-- Supplied information --
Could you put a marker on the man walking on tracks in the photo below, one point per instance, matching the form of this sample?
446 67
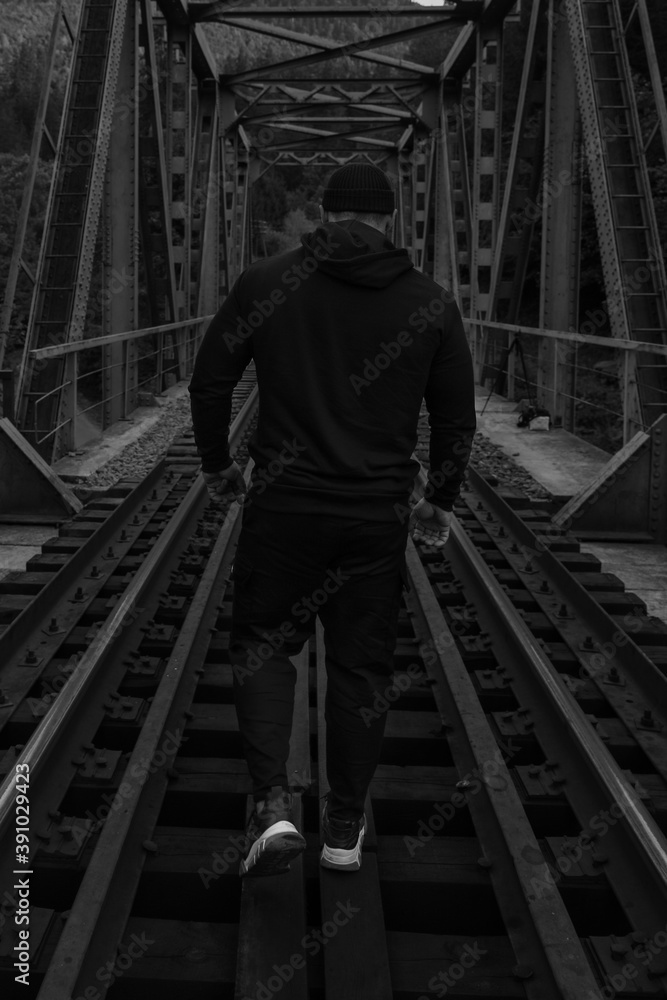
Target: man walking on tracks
347 338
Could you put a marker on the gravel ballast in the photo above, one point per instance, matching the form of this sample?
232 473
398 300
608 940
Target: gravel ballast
138 459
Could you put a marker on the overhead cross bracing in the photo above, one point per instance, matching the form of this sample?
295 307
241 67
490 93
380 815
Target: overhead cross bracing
148 230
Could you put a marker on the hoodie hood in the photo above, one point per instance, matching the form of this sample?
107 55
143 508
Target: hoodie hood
356 253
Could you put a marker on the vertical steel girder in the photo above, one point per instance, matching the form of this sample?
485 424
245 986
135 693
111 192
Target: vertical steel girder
630 247
455 151
64 273
561 226
179 166
519 210
16 261
120 285
486 165
485 190
205 200
154 197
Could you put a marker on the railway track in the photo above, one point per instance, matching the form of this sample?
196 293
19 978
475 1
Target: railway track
516 842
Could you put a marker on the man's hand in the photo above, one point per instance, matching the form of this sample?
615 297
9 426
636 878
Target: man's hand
229 482
430 524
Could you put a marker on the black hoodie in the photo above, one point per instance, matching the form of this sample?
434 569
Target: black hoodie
347 338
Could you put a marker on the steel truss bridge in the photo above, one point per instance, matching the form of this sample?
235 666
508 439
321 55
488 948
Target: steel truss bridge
149 212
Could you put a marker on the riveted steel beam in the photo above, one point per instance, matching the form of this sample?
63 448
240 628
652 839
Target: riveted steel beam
561 226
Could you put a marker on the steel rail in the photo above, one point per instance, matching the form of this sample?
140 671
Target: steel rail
641 674
644 832
42 742
538 924
60 980
23 626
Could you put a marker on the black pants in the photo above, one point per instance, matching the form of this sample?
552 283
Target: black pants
290 568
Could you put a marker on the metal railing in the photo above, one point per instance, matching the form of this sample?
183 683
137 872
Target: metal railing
583 380
105 375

-- Short exercise --
Copy the records from the line with "Could you put a marker on the riveted" through the end of the records, swapping "black pants" for "dark trousers" and leaving everything else unchanged.

-- Solution to the exercise --
Could you put a marker on the riveted steel beam in the photo above, one point per instance, matching the form of this sample?
63 448
240 628
652 839
Target: riveted steel beam
561 226
Could you put a marker on the steel rail in the photo above, one point per instance, matching the form of this sample?
140 671
Target: steel rail
641 674
644 832
42 742
538 924
60 980
23 626
Could you put a marker on the dark trousers in the photo above, one point per instance, matching the form of this sample?
552 283
Target: dark trousers
290 568
Could you put a marker on the metal railing in the photo above, one point per instance, matching the form of this sample?
183 683
137 872
Target: metal railing
583 380
105 375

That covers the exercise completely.